The Call and Times, Column 5 – Climate Change

18 02 2014

(February 7, 2014)

The Urban Farmer

Climate Change: A Call to Action

            Between the Polar Vortex, weeks of unpredictable temperature fluctuations, and severe storms all around the world, this has been a winter to remember. Before the hustle and bustle of spring planting, I want to take this opportunity to write on an environmental issue that I care deeply about, one for which urban farmers will be a big part of the solution – climate change.

            Most people have some working knowledge of climate change, what is causing it, and maybe some of the more worrisome effects. But despite the significance of this issue, and the grave consequences of further inaction, the national television media seldom reports anything about climate change. For that reason, I will give a little explanation here.

==============================

PARTS OF THE EXERCISE:
1. In the climate change column, what events does the writer say made this a winter to remember?
2. Continue the climate change column from its last sentence.
The lines that come next are separate material, not part of the climate change column.

INFORMATION PROVIDED:

==============================

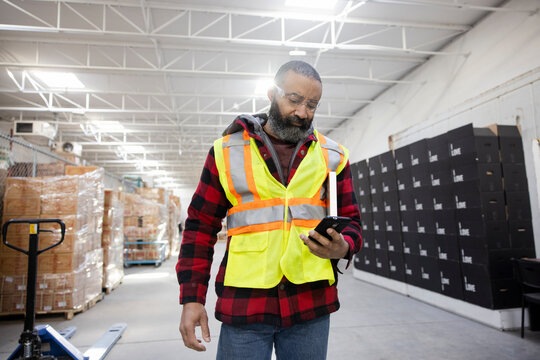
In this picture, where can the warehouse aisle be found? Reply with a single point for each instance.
(373, 323)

==============================

ANSWER LIST:
1. The Polar Vortex, weeks of unpredictable temperature fluctuations, and severe storms all around the world.

2.
            In the Earth’s upper atmosphere, there are gases that trap heat, preventing it from escaping back into space. This mechanism is called the Greenhouse Effect and, for much of human history up until about 150 years ago, had kept the Earth at a relatively stable temperature, allowing life to flourish. Carbon dioxide (CO2) is the most prevalent of the Greenhouse Gases, and because of its relatively high concentration, it has been a historical driver of global temperatures. For many millions of years, CO2 has been taken in by plants and microorganisms through a process called photosynthesis, and disbursed through decomposition and consumption by animals. Normally, these living organisms would eventually die and release that CO2 back into the atmosphere. In rare occasions, however, they have been buried under large amounts of earth and, exposed to high temperatures and pressures, slowly converted into energy-dense deposits of what we now call fossil fuels – coal, oil, and natural gas. This process reduced the atmospheric concentration of CO2 over many millions of years, and essentially left us with the atmosphere that Abraham Lincoln breathed.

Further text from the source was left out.